Exercise objective ->
Reproduce everything from the line containing "the torii top" down to the last of the items, keeping each line word for word.
# Given data start
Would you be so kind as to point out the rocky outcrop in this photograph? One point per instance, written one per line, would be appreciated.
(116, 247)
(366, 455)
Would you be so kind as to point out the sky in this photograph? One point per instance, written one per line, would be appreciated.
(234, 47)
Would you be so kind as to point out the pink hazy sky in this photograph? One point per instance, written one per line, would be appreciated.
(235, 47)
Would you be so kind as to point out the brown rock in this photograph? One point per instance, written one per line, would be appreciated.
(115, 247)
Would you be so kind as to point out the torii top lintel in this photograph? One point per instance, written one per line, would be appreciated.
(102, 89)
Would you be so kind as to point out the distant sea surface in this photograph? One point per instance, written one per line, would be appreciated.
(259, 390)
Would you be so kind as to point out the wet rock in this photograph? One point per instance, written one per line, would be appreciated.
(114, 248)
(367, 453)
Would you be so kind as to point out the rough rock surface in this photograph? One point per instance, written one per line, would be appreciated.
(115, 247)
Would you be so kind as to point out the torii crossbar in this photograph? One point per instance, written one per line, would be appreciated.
# Given data end
Answer in full ->
Would you be so kind as to point out the torii top lintel in this photograph? One point per instance, written one per line, would be appreciated.
(102, 89)
Would you be so kind as to point out the distant sea surface in this photograph? One point per instance, written one per line, would be appreciated.
(259, 390)
Would you be so kind as to point out the wet rock in this photograph? One point per instance, written one per line, would be appreciated.
(114, 248)
(367, 453)
Would you be so kind as to point out the rough rock surface in this photograph? One point per instance, written one per line, would be appreciated.
(115, 247)
Would you be so kind as to point out the torii crossbar in this photograph? One point per instance, written one per line, would be appreciated.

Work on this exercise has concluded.